▶ **ИСХОДНЫЙ ТЕКСТ**:
Мудрым правителем оказался американский президент Джимми Картер, но советские спецслужбы скомпрометировали его тем, что в Иране был организован переворот и к власти пришел духовный лидер — аятолла Хомейни. В Тегеране иранцы фактически пленили американское посольство. Картер послал десант на выручку заложников, но вертолеты попадали в пустыне, что стало падением Картера и приходом к власти нового президента США Рональда Рейгана, который СССР назвал империей зла, начал «крестовый поход» против ослабленной войной в Афганистане империи, доведя ее до распада. Об этом президенте США будут еще долго писать и говорить. Американцы в Ираке привели к власти Саддама Хусейна, которого через два с лишним десятилетия ликвидировали.

Записи из набора для разметки точками:
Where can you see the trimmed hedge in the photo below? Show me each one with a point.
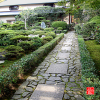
(49, 29)
(13, 73)
(57, 24)
(89, 78)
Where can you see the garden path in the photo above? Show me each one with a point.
(58, 77)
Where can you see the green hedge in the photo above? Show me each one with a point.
(89, 78)
(57, 24)
(12, 73)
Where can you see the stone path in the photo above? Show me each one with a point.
(58, 77)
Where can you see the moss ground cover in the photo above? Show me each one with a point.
(89, 78)
(94, 50)
(23, 65)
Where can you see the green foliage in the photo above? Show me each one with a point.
(13, 52)
(78, 29)
(59, 28)
(51, 34)
(18, 25)
(94, 50)
(87, 29)
(6, 25)
(64, 31)
(37, 42)
(95, 19)
(48, 29)
(36, 27)
(12, 74)
(26, 45)
(22, 37)
(5, 40)
(38, 32)
(48, 38)
(15, 39)
(2, 28)
(57, 24)
(89, 78)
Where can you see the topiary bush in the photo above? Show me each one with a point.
(36, 27)
(78, 28)
(20, 37)
(18, 25)
(13, 72)
(38, 32)
(5, 41)
(48, 38)
(6, 25)
(64, 31)
(49, 29)
(51, 34)
(57, 24)
(26, 45)
(13, 52)
(37, 42)
(59, 28)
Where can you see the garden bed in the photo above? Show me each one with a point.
(89, 78)
(15, 71)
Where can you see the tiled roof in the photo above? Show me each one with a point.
(23, 2)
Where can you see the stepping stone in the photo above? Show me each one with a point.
(66, 48)
(63, 55)
(48, 92)
(57, 68)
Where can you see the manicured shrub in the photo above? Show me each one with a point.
(58, 31)
(95, 19)
(20, 37)
(59, 28)
(12, 74)
(38, 32)
(57, 24)
(78, 28)
(37, 42)
(26, 45)
(51, 34)
(4, 41)
(2, 28)
(6, 25)
(18, 25)
(13, 51)
(48, 38)
(3, 33)
(36, 27)
(89, 78)
(48, 29)
(88, 28)
(64, 31)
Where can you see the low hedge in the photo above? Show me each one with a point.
(13, 73)
(89, 78)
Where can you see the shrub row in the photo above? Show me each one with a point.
(57, 24)
(13, 73)
(89, 78)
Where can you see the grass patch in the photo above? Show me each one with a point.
(89, 78)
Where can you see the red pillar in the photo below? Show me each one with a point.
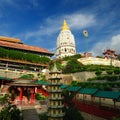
(21, 96)
(32, 96)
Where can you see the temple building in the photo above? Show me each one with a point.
(65, 42)
(55, 106)
(7, 43)
(16, 44)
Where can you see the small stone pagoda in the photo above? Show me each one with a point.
(55, 106)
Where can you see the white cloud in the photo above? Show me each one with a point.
(53, 24)
(79, 21)
(113, 43)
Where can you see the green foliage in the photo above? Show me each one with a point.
(116, 118)
(43, 116)
(40, 97)
(98, 85)
(72, 113)
(72, 66)
(18, 55)
(109, 72)
(117, 71)
(98, 72)
(5, 99)
(27, 76)
(10, 112)
(77, 56)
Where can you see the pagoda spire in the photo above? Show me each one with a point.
(65, 26)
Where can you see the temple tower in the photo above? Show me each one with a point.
(55, 106)
(65, 42)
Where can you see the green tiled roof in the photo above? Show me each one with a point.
(73, 88)
(89, 91)
(4, 78)
(42, 82)
(118, 100)
(63, 86)
(1, 77)
(107, 94)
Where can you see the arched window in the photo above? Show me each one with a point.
(65, 49)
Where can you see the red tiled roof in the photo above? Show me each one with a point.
(24, 47)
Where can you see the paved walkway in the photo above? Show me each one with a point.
(30, 113)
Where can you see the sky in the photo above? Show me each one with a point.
(38, 23)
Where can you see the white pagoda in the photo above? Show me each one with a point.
(65, 42)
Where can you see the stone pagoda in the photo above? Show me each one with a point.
(65, 42)
(55, 105)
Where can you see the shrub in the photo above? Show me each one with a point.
(109, 72)
(117, 71)
(98, 72)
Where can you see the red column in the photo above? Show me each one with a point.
(21, 96)
(32, 96)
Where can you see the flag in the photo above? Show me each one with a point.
(85, 33)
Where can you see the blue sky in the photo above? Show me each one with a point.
(38, 22)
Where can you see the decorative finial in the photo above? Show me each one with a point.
(55, 69)
(65, 26)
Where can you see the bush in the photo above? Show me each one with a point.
(98, 72)
(117, 71)
(43, 116)
(109, 72)
(10, 112)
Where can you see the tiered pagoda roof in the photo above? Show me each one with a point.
(17, 44)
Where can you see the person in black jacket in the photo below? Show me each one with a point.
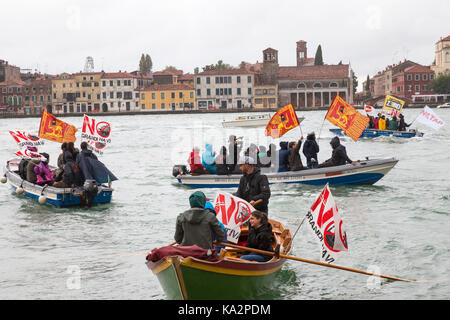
(283, 157)
(259, 237)
(253, 185)
(310, 150)
(339, 155)
(294, 159)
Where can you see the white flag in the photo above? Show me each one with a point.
(233, 212)
(326, 224)
(429, 118)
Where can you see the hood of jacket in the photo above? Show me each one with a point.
(197, 200)
(335, 142)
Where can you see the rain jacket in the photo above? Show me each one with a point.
(208, 160)
(197, 226)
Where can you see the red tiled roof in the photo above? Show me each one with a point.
(225, 72)
(168, 87)
(418, 68)
(314, 72)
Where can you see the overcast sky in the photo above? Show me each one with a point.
(57, 36)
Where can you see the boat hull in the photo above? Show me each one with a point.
(372, 133)
(60, 197)
(365, 172)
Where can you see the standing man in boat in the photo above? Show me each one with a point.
(253, 185)
(197, 226)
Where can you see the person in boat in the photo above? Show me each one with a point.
(198, 226)
(91, 168)
(259, 237)
(23, 164)
(195, 162)
(283, 157)
(294, 159)
(393, 124)
(339, 155)
(208, 159)
(222, 168)
(382, 123)
(234, 150)
(57, 175)
(43, 172)
(310, 150)
(253, 185)
(71, 175)
(402, 124)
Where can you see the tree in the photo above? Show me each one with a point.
(318, 61)
(145, 64)
(441, 84)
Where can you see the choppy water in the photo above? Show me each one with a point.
(398, 227)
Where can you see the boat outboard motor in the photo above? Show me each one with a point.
(90, 191)
(179, 169)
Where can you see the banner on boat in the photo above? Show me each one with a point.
(53, 129)
(232, 212)
(24, 139)
(429, 118)
(326, 225)
(96, 133)
(344, 116)
(284, 120)
(392, 105)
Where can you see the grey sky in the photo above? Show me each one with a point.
(57, 36)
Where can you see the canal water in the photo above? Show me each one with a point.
(398, 227)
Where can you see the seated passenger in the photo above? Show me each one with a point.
(208, 160)
(43, 172)
(339, 155)
(195, 162)
(259, 237)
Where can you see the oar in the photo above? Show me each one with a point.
(267, 253)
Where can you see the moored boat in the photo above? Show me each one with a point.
(228, 277)
(367, 171)
(374, 133)
(251, 121)
(61, 197)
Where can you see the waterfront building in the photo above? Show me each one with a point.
(167, 97)
(119, 92)
(442, 56)
(9, 72)
(224, 89)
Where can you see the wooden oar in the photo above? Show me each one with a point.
(315, 262)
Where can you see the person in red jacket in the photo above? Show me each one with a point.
(195, 162)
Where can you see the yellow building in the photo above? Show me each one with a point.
(266, 96)
(78, 92)
(167, 97)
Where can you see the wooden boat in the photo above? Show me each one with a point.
(228, 278)
(365, 172)
(61, 197)
(251, 121)
(374, 133)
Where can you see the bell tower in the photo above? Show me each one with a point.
(302, 53)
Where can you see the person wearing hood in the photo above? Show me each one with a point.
(208, 159)
(259, 237)
(294, 159)
(339, 155)
(283, 157)
(198, 226)
(310, 150)
(253, 185)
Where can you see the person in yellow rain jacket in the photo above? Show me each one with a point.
(382, 123)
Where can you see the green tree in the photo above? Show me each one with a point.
(318, 61)
(441, 84)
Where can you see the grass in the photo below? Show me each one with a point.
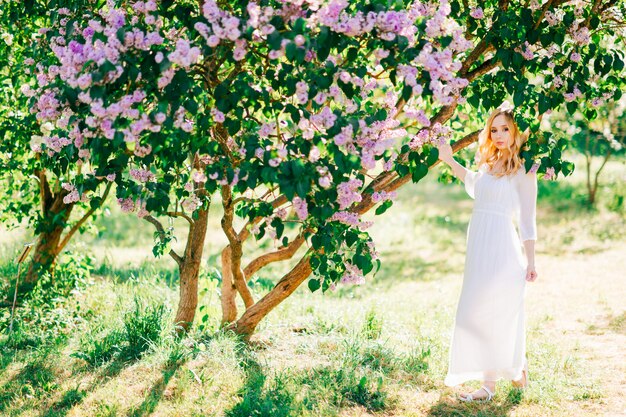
(378, 349)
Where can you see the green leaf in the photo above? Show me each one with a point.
(571, 107)
(314, 284)
(383, 207)
(419, 172)
(544, 104)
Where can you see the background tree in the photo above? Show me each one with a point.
(31, 192)
(603, 137)
(322, 110)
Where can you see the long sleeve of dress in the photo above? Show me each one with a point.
(470, 182)
(527, 191)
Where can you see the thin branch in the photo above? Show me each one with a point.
(87, 215)
(180, 214)
(44, 191)
(157, 224)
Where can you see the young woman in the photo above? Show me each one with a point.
(489, 343)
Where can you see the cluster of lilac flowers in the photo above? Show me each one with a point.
(351, 219)
(437, 135)
(377, 197)
(348, 193)
(300, 207)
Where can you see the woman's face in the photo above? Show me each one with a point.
(501, 134)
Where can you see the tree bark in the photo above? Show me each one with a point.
(189, 270)
(47, 248)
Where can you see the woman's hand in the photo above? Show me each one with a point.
(531, 273)
(445, 152)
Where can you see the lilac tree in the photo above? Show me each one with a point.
(301, 115)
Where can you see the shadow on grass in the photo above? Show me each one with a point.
(130, 273)
(452, 407)
(155, 394)
(274, 400)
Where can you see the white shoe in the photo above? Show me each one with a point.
(524, 378)
(468, 398)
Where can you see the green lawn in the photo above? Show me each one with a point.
(378, 349)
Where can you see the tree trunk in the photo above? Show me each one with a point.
(190, 270)
(250, 319)
(48, 248)
(229, 292)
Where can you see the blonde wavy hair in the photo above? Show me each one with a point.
(488, 154)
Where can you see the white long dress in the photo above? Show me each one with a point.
(489, 342)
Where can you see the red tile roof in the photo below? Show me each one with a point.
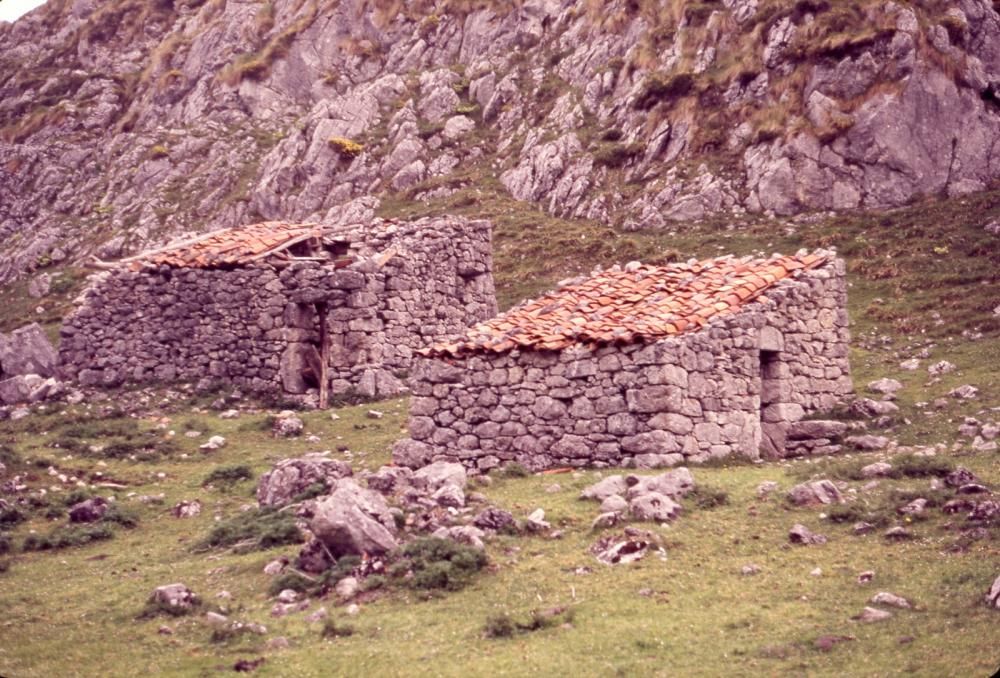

▶ **КОРОТКОЕ ЗАДАНИЕ 1**:
Как, согласно исходному тексту, Рональд Рейган назвал СССР?
▶ **КОРОТКОЕ ЗАДАНИЕ 2**:
Перепишите слово в слово строки списка от строки с «Where can you see the blonde» до конца списка, включая обе границы. Изображения в ответ не включайте.

▶ **ПОЛНЫЙ ОТВЕТ 1**:
Империей зла.

▶ **ПОЛНЫЙ ОТВЕТ 2**:
Where can you see the blonde wavy hair in the photo above? Show me each one with a point.
(488, 154)
Where can you see the white long dress in the photo above? Show me each one with a point.
(489, 342)
Where can you see the red tile roof in the photo below? Show me each one with a point.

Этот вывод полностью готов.